_RECORDS FOR PROCESSING:_
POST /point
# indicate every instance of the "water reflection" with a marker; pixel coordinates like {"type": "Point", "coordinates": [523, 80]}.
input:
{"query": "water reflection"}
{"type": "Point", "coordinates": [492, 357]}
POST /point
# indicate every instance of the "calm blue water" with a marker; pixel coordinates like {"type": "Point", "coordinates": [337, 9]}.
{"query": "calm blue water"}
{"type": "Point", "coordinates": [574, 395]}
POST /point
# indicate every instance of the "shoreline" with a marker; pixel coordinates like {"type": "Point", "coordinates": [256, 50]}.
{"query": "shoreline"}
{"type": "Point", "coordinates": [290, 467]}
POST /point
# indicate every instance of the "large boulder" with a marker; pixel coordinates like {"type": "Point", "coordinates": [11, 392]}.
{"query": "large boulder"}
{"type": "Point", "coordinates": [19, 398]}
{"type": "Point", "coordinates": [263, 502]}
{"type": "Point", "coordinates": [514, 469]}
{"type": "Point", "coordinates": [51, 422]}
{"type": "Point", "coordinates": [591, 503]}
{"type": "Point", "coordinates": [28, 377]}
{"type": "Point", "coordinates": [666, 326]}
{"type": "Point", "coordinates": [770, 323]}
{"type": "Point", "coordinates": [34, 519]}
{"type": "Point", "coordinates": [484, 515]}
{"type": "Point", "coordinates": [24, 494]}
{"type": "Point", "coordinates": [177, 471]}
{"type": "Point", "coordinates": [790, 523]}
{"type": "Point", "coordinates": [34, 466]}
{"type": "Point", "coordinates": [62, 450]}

_INSTRUCTIONS TO FOLLOW:_ Reproduce the listing above, substituting "coastline" for each occurrence of "shoreline" and leaving every other character as it is.

_RESPONSE:_
POST /point
# indicate every instance of the "water reflection" with a marker; pixel coordinates like {"type": "Point", "coordinates": [523, 80]}.
input:
{"query": "water reflection"}
{"type": "Point", "coordinates": [492, 357]}
POST /point
# indicate every instance of the "calm blue water" with a marker; pixel coordinates like {"type": "Point", "coordinates": [337, 9]}.
{"query": "calm blue water"}
{"type": "Point", "coordinates": [574, 395]}
POST /point
# indicate every instance of the "coastline" with a marker; pixel coordinates like {"type": "Point", "coordinates": [256, 50]}.
{"query": "coastline"}
{"type": "Point", "coordinates": [290, 467]}
POST /point
# indicate every instance of the "large boulder" with a marker; pixel coordinates like {"type": "Point", "coordinates": [11, 392]}.
{"query": "large boulder"}
{"type": "Point", "coordinates": [19, 398]}
{"type": "Point", "coordinates": [263, 502]}
{"type": "Point", "coordinates": [514, 469]}
{"type": "Point", "coordinates": [51, 422]}
{"type": "Point", "coordinates": [591, 503]}
{"type": "Point", "coordinates": [28, 377]}
{"type": "Point", "coordinates": [666, 326]}
{"type": "Point", "coordinates": [770, 323]}
{"type": "Point", "coordinates": [34, 519]}
{"type": "Point", "coordinates": [484, 515]}
{"type": "Point", "coordinates": [24, 494]}
{"type": "Point", "coordinates": [177, 471]}
{"type": "Point", "coordinates": [790, 523]}
{"type": "Point", "coordinates": [34, 466]}
{"type": "Point", "coordinates": [62, 450]}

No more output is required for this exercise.